→ SUPPLIED MATERIAL:
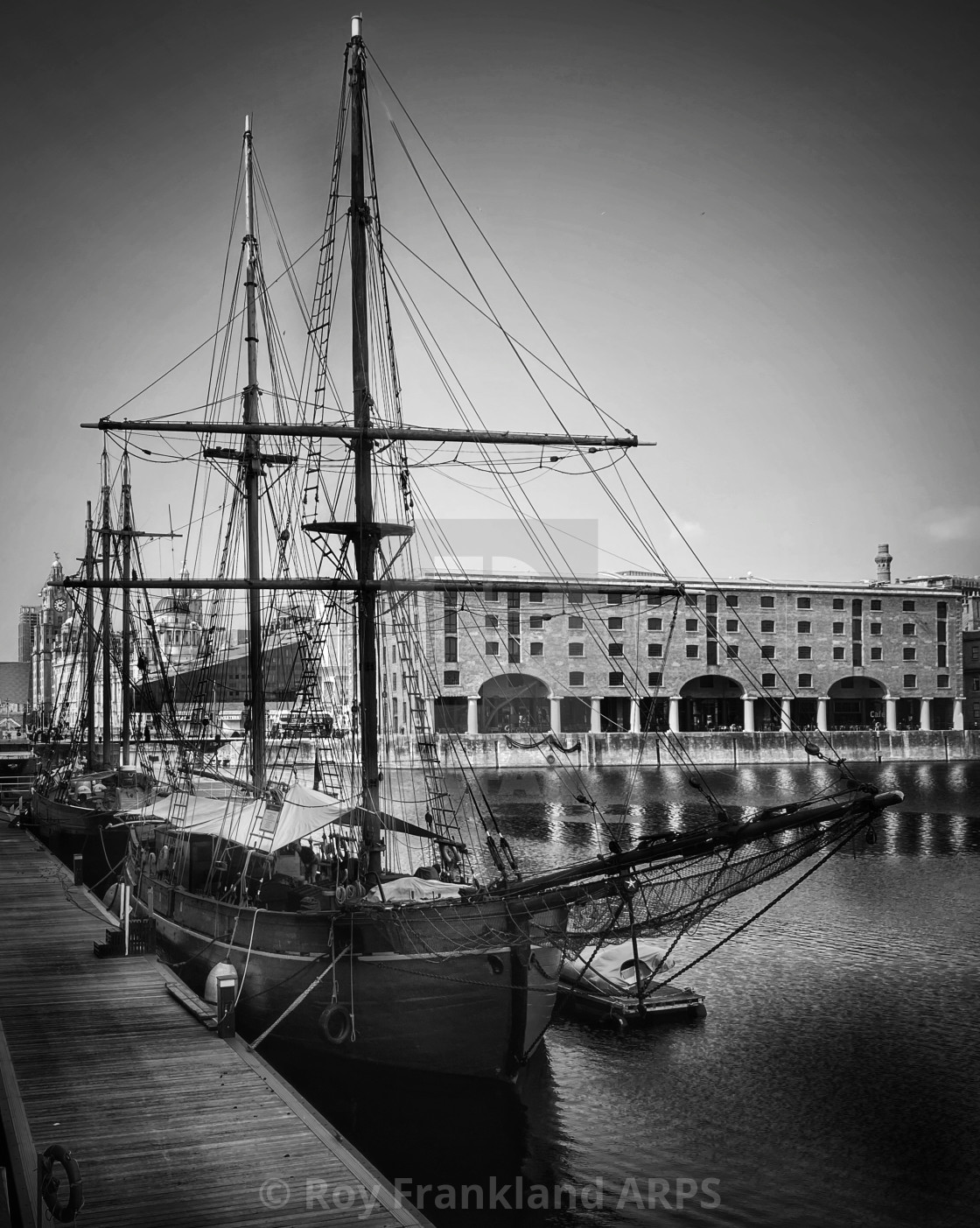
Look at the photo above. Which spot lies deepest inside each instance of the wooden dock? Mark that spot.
(170, 1125)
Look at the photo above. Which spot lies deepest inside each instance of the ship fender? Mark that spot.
(64, 1213)
(337, 1024)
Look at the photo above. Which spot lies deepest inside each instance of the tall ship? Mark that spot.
(340, 859)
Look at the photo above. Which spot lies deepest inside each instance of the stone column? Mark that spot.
(891, 713)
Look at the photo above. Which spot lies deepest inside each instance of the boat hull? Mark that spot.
(419, 990)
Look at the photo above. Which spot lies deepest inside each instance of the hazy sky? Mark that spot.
(751, 225)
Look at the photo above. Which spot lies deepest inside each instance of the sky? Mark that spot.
(749, 225)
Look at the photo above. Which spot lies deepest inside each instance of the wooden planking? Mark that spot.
(171, 1125)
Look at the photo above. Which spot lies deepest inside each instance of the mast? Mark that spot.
(127, 608)
(252, 472)
(106, 614)
(365, 538)
(90, 642)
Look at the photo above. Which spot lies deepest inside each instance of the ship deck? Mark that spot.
(170, 1124)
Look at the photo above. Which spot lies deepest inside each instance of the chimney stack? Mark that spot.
(885, 565)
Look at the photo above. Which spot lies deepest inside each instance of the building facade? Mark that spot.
(747, 655)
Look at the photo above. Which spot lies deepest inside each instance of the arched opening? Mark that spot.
(514, 704)
(710, 703)
(856, 704)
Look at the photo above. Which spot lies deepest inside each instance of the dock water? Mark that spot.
(170, 1124)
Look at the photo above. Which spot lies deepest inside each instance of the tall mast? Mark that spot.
(90, 642)
(252, 472)
(106, 614)
(127, 607)
(365, 537)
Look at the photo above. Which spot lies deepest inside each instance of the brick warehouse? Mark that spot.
(747, 655)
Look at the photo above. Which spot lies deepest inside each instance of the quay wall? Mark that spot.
(730, 748)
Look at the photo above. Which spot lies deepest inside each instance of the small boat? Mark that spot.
(618, 985)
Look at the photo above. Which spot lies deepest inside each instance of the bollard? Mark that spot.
(226, 986)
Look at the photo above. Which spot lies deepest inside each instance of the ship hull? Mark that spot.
(410, 996)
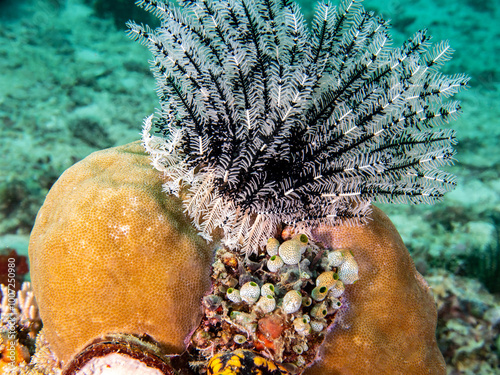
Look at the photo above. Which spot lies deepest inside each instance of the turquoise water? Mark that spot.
(71, 82)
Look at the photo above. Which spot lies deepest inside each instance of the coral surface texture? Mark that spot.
(111, 254)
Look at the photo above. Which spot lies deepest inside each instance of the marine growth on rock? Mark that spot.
(282, 316)
(265, 121)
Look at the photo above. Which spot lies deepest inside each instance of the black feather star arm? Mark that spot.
(265, 122)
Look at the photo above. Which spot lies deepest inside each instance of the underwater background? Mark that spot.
(72, 82)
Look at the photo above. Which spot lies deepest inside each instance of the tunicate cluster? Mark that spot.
(279, 301)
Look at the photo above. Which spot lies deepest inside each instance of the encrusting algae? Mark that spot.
(251, 244)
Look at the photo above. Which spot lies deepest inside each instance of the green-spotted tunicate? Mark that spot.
(327, 279)
(274, 263)
(239, 339)
(319, 311)
(335, 258)
(250, 292)
(233, 295)
(292, 302)
(272, 246)
(337, 290)
(267, 289)
(303, 240)
(266, 304)
(319, 293)
(348, 270)
(317, 326)
(301, 326)
(335, 303)
(290, 252)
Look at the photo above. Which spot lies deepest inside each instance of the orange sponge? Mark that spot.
(111, 253)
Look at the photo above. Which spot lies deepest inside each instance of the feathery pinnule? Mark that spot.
(266, 122)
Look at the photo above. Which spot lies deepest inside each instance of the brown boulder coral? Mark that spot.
(110, 253)
(388, 325)
(262, 124)
(93, 277)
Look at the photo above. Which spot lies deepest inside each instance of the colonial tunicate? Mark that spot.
(303, 240)
(292, 302)
(250, 292)
(266, 304)
(239, 339)
(348, 270)
(335, 303)
(337, 290)
(319, 311)
(267, 289)
(301, 326)
(319, 293)
(233, 295)
(335, 258)
(326, 279)
(317, 326)
(291, 251)
(272, 246)
(274, 263)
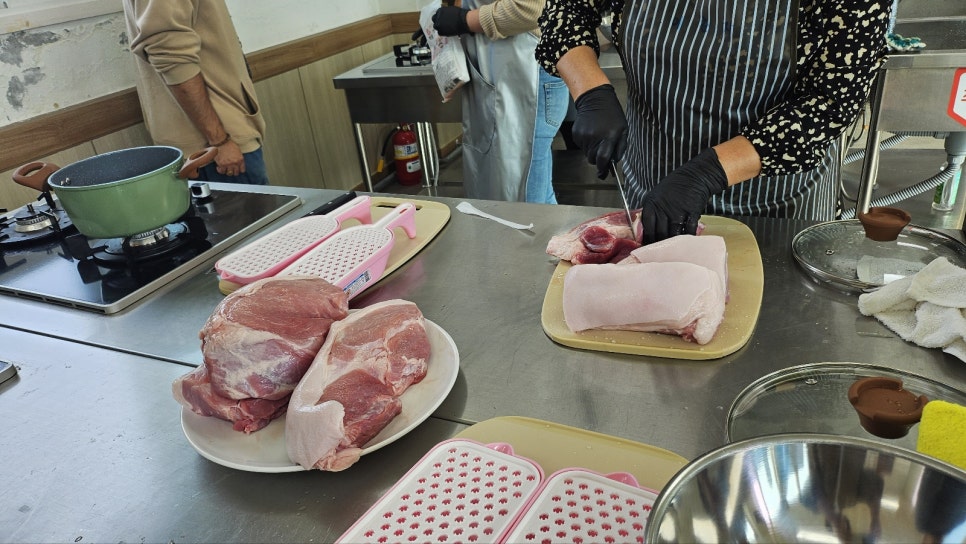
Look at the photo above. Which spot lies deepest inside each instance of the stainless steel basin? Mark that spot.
(811, 488)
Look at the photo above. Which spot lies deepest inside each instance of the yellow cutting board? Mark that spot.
(745, 285)
(431, 217)
(554, 447)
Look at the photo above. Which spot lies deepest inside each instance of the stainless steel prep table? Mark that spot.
(93, 452)
(380, 92)
(484, 283)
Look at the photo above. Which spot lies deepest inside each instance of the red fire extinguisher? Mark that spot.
(406, 153)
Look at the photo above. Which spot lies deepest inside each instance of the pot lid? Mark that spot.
(838, 252)
(815, 398)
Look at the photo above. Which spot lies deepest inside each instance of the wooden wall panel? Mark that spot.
(289, 146)
(136, 136)
(334, 142)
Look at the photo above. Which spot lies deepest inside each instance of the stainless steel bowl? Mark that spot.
(811, 488)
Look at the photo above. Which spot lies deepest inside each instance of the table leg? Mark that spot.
(870, 167)
(429, 153)
(361, 145)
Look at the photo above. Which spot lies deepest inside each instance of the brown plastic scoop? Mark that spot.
(886, 409)
(884, 224)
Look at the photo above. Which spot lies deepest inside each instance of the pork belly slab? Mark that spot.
(678, 298)
(351, 391)
(707, 250)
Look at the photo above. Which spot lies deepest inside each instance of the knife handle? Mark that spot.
(332, 204)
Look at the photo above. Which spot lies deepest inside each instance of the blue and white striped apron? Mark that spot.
(705, 69)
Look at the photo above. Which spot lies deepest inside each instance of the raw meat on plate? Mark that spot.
(193, 390)
(678, 298)
(257, 345)
(603, 239)
(262, 338)
(351, 391)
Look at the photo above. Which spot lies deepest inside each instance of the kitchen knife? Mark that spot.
(619, 176)
(332, 204)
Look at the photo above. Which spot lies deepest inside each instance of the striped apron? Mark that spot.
(705, 69)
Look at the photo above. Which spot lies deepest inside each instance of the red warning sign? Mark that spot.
(957, 100)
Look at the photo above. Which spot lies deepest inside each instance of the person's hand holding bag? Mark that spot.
(600, 128)
(451, 21)
(675, 205)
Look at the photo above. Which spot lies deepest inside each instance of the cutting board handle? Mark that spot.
(403, 215)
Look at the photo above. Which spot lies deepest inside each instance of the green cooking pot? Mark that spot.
(120, 193)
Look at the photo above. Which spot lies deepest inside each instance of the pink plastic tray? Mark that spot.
(579, 505)
(356, 257)
(271, 253)
(461, 491)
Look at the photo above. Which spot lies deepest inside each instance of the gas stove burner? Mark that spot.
(412, 55)
(153, 237)
(165, 242)
(34, 224)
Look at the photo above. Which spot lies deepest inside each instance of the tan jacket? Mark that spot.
(504, 18)
(175, 40)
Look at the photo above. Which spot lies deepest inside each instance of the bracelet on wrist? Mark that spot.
(222, 142)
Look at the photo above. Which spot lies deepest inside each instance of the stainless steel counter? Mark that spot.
(380, 92)
(95, 432)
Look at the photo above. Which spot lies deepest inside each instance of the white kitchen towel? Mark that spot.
(925, 308)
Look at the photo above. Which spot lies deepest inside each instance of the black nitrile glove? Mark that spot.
(451, 21)
(419, 38)
(675, 205)
(600, 128)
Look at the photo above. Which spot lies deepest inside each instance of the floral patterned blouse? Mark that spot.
(840, 47)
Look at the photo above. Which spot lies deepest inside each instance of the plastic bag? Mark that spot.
(448, 57)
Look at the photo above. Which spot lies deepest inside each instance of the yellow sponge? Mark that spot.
(942, 432)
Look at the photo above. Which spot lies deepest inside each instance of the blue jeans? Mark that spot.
(552, 102)
(255, 173)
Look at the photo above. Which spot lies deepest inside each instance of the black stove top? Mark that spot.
(42, 256)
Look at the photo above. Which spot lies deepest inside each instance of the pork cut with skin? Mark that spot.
(603, 239)
(351, 391)
(260, 340)
(677, 298)
(707, 250)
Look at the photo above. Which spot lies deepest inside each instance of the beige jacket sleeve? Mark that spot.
(504, 18)
(164, 35)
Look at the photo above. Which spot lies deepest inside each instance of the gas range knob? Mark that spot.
(200, 190)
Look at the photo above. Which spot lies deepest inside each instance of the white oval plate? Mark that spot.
(264, 450)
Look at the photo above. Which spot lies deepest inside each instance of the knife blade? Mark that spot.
(332, 204)
(619, 176)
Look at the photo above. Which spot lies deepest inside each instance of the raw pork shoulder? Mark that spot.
(351, 391)
(246, 415)
(672, 298)
(603, 239)
(706, 250)
(257, 345)
(261, 339)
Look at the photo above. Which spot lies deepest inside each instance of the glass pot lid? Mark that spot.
(839, 252)
(814, 398)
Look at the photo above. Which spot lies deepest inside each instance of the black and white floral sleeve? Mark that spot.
(841, 46)
(566, 24)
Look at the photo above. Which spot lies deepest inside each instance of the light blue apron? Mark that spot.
(499, 110)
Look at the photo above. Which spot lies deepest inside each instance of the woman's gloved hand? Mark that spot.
(675, 205)
(451, 21)
(600, 128)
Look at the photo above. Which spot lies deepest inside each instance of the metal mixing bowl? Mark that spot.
(811, 488)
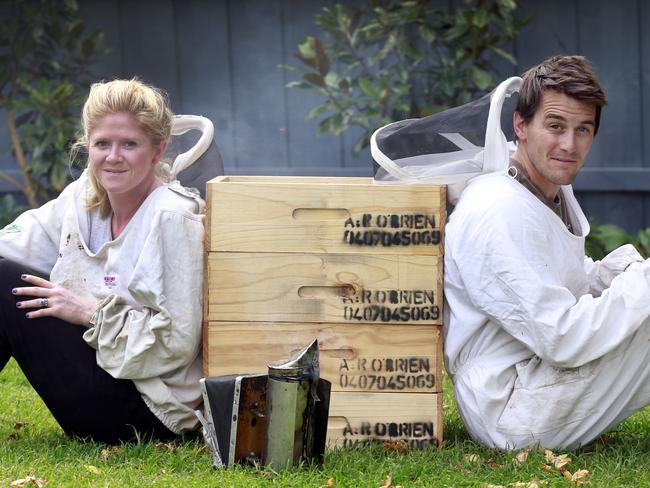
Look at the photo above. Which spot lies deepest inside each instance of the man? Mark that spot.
(544, 345)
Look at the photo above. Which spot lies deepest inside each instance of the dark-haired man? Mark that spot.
(544, 345)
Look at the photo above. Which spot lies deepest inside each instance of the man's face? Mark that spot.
(554, 144)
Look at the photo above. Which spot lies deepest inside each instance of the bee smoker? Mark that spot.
(279, 419)
(297, 408)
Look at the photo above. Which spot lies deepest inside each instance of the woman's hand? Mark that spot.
(54, 301)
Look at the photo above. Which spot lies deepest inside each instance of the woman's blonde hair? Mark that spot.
(149, 106)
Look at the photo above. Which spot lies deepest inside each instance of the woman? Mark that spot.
(111, 341)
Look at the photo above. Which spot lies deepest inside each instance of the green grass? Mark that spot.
(40, 449)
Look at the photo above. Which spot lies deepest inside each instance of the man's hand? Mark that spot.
(54, 301)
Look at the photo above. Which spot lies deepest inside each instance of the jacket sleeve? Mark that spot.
(601, 273)
(33, 238)
(165, 334)
(511, 276)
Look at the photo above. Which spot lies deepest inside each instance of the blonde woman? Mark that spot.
(110, 340)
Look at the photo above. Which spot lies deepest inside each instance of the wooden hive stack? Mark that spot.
(354, 264)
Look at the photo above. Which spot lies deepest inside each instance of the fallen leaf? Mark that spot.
(170, 446)
(388, 483)
(534, 483)
(521, 456)
(29, 480)
(399, 445)
(580, 477)
(493, 465)
(473, 458)
(106, 453)
(558, 461)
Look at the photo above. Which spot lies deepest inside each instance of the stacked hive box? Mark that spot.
(354, 264)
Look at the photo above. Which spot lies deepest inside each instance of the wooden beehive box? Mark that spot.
(356, 265)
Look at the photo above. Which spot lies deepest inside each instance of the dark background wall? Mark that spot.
(220, 58)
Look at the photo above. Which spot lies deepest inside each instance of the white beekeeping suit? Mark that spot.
(543, 345)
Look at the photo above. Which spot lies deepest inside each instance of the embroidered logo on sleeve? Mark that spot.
(110, 281)
(11, 229)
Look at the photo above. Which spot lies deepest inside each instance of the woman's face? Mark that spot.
(123, 158)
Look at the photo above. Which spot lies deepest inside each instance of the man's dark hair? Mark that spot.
(570, 75)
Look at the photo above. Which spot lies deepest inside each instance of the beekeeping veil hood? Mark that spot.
(450, 147)
(194, 155)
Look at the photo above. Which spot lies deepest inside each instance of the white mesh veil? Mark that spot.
(193, 152)
(450, 147)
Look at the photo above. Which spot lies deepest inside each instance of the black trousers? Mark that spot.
(85, 400)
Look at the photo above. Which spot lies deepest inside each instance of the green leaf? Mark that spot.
(303, 85)
(314, 79)
(368, 88)
(613, 237)
(481, 78)
(427, 33)
(306, 49)
(505, 55)
(481, 18)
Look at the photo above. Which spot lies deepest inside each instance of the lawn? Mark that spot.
(34, 449)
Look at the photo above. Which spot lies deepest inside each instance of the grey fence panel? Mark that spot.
(258, 94)
(105, 16)
(221, 58)
(609, 37)
(149, 45)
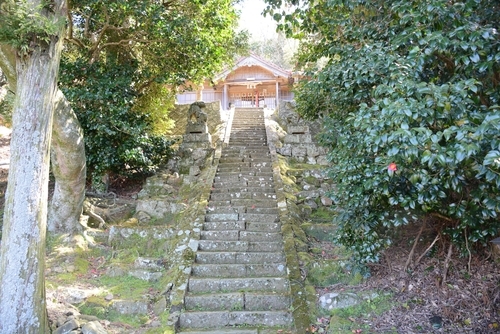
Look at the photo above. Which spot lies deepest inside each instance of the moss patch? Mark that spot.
(357, 317)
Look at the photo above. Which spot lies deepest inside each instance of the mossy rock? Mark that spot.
(321, 232)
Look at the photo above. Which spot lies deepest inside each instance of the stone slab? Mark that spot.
(271, 284)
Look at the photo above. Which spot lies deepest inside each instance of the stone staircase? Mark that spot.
(239, 281)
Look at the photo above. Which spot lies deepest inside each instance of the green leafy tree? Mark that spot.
(35, 30)
(122, 55)
(414, 83)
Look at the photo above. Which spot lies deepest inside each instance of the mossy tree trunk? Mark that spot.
(68, 167)
(22, 252)
(67, 155)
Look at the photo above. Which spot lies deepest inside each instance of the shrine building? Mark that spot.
(251, 82)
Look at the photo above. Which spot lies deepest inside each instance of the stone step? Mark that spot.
(259, 218)
(231, 150)
(237, 301)
(221, 196)
(224, 226)
(257, 172)
(258, 203)
(255, 169)
(242, 235)
(221, 331)
(247, 143)
(246, 146)
(260, 284)
(249, 217)
(242, 183)
(242, 161)
(239, 246)
(241, 225)
(245, 189)
(238, 270)
(237, 257)
(220, 319)
(217, 217)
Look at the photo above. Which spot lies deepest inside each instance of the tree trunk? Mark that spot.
(22, 252)
(68, 167)
(67, 156)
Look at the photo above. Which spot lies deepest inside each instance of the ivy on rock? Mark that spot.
(414, 83)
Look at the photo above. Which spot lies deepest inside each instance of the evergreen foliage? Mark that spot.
(124, 61)
(415, 83)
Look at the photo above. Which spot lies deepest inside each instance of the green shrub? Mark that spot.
(415, 83)
(118, 137)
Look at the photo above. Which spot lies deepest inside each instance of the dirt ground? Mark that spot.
(467, 302)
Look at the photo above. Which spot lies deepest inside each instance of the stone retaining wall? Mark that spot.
(298, 139)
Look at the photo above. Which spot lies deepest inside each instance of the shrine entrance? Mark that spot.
(251, 82)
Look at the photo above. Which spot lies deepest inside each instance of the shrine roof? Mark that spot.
(254, 60)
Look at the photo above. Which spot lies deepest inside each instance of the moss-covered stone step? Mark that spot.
(250, 217)
(239, 270)
(244, 189)
(242, 225)
(259, 218)
(262, 284)
(239, 257)
(223, 331)
(238, 301)
(220, 319)
(233, 235)
(258, 195)
(239, 246)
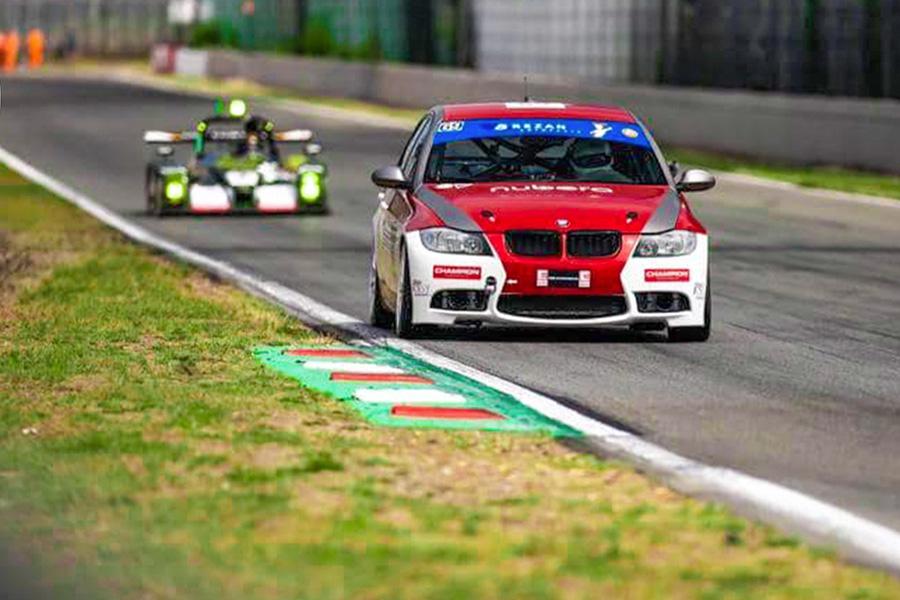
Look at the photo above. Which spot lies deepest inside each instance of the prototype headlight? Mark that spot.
(450, 241)
(310, 186)
(671, 243)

→ EXERCISE DESCRIPTION:
Only exact duplicates of the lines from the one containing "foliage? Mark that spot." through the final line of the entries, both included, are needed, with pictures left out.

→ PROBLEM SOLUTION:
Look at the photo above. Which spot lies deepest inside each instance of the evergreen foliage? Mark that spot.
(124, 61)
(415, 83)
Look at the photo above. Which spot lies deepest inside each instance of the green shrub? Mark that spot.
(415, 83)
(118, 137)
Look at the photo above. Which spot lies deepest inside each instance of the dirt ground? Mark that spot.
(467, 302)
Look at the photo above. Which spot lies deepest inside each instance of the stone retaining wall? Mark that spot.
(298, 139)
Look at the photo above. Which spot lies deepest inside each instance of the shrine entrance? Mark that spot.
(251, 82)
Look at the photo above. Which spot lies deepest inside each instance of the shrine roof? Mark that spot.
(254, 60)
Look at the photo above. Which spot lies deepest inside each instance of the moss-covered stone step? Mark that spot.
(250, 217)
(239, 270)
(244, 189)
(242, 225)
(259, 218)
(262, 284)
(239, 257)
(223, 331)
(238, 301)
(220, 319)
(233, 235)
(258, 195)
(239, 246)
Look at the photo above. Which spot lies deepest inside each instance of the prototype headlight? Mark that spot.
(450, 241)
(310, 186)
(671, 243)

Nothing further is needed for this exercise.